[Start Given records]

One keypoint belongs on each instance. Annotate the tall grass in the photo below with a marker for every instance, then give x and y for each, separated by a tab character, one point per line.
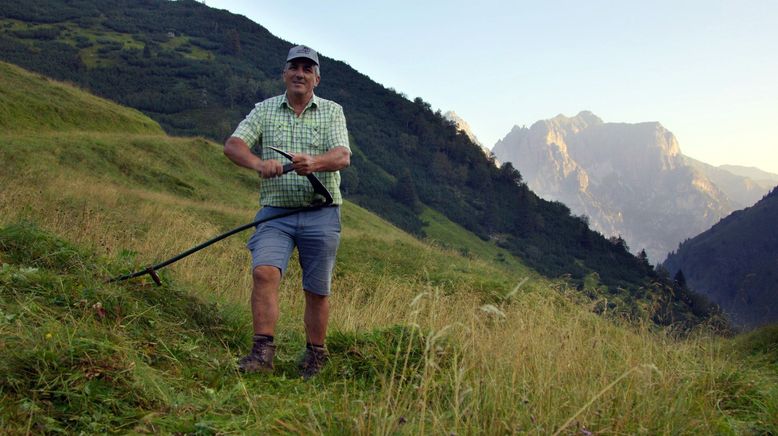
423	339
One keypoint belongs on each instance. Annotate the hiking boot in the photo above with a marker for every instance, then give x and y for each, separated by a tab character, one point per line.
260	359
313	361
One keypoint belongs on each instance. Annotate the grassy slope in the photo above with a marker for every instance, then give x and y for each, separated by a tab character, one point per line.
161	359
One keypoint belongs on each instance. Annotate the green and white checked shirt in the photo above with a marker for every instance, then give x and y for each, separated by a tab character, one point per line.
320	127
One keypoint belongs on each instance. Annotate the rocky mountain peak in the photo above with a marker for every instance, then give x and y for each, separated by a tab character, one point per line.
629	179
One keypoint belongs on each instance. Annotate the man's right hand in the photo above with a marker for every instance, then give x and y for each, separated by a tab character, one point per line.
270	168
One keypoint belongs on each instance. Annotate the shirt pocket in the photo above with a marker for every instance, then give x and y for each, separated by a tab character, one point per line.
311	138
282	138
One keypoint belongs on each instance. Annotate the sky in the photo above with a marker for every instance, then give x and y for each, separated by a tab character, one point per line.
706	70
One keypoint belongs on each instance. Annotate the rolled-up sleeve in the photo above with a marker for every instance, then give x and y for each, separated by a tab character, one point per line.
250	129
338	136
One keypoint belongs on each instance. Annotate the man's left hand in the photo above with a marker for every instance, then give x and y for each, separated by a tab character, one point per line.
304	164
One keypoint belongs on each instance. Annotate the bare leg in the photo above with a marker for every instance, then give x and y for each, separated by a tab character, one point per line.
317	314
264	299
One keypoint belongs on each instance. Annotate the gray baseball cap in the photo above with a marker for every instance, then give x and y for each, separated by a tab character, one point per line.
302	51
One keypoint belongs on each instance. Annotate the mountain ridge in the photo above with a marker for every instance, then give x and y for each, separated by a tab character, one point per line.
198	71
629	179
735	263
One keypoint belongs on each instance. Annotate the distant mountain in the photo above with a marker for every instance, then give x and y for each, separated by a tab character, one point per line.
197	70
763	178
742	190
735	263
628	179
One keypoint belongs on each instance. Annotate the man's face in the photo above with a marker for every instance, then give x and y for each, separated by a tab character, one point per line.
300	78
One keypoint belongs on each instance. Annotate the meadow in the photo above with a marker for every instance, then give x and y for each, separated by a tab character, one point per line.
424	338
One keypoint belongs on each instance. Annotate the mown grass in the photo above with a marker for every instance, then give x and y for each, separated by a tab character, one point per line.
25	109
423	339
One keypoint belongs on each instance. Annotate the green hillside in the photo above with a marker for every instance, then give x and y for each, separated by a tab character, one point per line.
24	109
197	71
424	340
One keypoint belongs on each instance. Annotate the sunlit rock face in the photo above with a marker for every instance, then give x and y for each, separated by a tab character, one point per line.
629	179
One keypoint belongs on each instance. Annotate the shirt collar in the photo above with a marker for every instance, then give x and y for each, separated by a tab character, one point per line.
312	103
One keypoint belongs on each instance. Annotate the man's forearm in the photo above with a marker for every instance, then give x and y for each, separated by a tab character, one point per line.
333	160
239	153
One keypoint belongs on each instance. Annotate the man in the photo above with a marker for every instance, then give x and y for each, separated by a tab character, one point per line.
314	131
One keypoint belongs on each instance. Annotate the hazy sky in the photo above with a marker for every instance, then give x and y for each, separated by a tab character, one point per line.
707	70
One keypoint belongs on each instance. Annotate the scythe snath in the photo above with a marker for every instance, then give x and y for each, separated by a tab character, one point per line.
318	188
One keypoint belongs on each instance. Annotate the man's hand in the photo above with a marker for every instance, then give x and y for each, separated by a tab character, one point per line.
304	164
270	168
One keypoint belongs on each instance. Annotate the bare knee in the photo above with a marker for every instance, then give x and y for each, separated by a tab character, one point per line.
265	274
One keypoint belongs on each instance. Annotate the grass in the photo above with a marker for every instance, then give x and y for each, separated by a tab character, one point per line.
424	339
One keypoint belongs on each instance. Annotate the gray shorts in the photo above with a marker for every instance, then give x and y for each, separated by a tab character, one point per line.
315	233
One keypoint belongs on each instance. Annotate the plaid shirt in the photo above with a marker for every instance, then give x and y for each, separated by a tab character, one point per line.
319	128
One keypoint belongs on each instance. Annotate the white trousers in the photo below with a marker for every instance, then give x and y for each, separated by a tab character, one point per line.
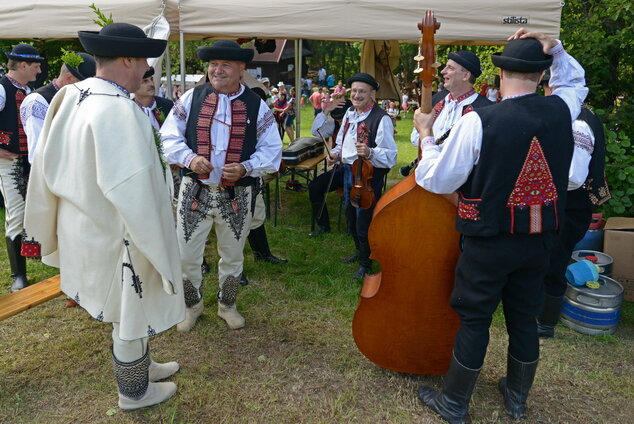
13	187
201	207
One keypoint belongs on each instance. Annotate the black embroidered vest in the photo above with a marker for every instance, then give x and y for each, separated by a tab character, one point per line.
12	135
519	184
243	133
594	190
48	92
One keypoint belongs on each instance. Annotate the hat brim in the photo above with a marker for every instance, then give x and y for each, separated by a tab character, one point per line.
520	65
371	83
38	59
221	53
113	46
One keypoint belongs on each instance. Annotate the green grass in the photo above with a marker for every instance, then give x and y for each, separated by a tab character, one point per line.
295	361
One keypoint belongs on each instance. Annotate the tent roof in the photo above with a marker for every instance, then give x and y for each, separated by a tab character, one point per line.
462	21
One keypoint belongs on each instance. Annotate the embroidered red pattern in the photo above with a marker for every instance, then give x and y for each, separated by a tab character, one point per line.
238	130
534	188
468	211
203	128
24	148
5	137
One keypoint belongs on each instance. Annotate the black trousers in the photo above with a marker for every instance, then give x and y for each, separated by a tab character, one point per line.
507	268
576	223
359	219
317	191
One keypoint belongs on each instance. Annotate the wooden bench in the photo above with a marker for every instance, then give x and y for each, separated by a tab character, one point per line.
14	303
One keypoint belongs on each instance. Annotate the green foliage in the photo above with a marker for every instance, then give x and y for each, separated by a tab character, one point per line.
599	35
102	20
71	58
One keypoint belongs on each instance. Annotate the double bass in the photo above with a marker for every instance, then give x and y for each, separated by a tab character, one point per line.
404	321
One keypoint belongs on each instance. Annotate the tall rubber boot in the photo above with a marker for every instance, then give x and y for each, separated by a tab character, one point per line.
17	263
323	221
135	389
549	316
260	246
516	385
452	402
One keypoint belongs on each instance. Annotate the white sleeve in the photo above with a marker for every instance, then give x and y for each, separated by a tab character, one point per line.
172	132
268	150
567	80
3	97
324	124
32	112
415	137
444	170
384	154
582	153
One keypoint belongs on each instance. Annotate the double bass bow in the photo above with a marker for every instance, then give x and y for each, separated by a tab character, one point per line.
404	321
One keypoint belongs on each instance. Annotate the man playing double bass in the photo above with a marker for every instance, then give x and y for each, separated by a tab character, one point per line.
456	99
367	132
509	163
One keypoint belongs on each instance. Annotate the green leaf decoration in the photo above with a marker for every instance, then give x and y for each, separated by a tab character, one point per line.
101	20
71	58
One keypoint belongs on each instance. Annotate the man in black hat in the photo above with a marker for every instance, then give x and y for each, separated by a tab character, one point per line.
98	208
456	99
509	163
587	188
24	66
367	133
326	124
225	137
76	67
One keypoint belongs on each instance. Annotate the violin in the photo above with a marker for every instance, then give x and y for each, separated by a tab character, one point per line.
361	192
404	321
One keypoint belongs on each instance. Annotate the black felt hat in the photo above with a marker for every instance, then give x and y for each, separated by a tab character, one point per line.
363	77
121	40
467	60
522	55
24	53
86	69
149	73
338	113
225	50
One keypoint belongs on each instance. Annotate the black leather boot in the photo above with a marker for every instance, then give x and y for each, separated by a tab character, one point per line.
323	221
260	246
549	316
516	385
17	263
452	402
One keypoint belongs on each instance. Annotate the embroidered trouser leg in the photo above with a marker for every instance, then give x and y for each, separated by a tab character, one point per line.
13	185
509	268
194	221
232	223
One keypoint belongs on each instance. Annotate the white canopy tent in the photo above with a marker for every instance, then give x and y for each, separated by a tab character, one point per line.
462	21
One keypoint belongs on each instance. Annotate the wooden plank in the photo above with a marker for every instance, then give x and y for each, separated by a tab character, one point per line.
14	303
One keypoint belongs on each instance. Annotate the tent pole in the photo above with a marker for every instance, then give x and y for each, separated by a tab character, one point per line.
182	56
298	85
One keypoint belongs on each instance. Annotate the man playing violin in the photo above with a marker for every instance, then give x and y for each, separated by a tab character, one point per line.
367	133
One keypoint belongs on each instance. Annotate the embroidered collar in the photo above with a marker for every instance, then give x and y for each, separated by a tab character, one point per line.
233	94
461	97
515	96
120	87
17	84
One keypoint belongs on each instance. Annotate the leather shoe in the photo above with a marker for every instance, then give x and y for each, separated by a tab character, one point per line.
269	258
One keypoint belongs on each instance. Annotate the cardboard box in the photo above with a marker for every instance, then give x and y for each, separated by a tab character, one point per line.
619	244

[End Given records]

Please quote nothing but the lines from the line with "man playing violin" through the end of the data above, exactly as written, ends included.

One keypoint belongs on each instance. Annotate the man playing violin in the photo above with a marker for every instance, then give x and y for each, separated by a tab character, one point per line.
367	133
One keypoint belongs on each instance. Annotate the embroidered collar in the photo above with a marker for every instance, then give x and y for each, separated by a tab character, one point per line.
233	94
461	97
515	96
120	87
17	84
One keypoint belongs on each instance. Annotate the leather shoe in the photo above with a marker for every instance, then give x and y for each, separated by a tab character, one point per line.
269	258
One keypoint belongs on each instance. Annotate the cardboard box in the photo above with a marker for every instance, then give x and y for each, separated by a tab character, one point per line.
619	244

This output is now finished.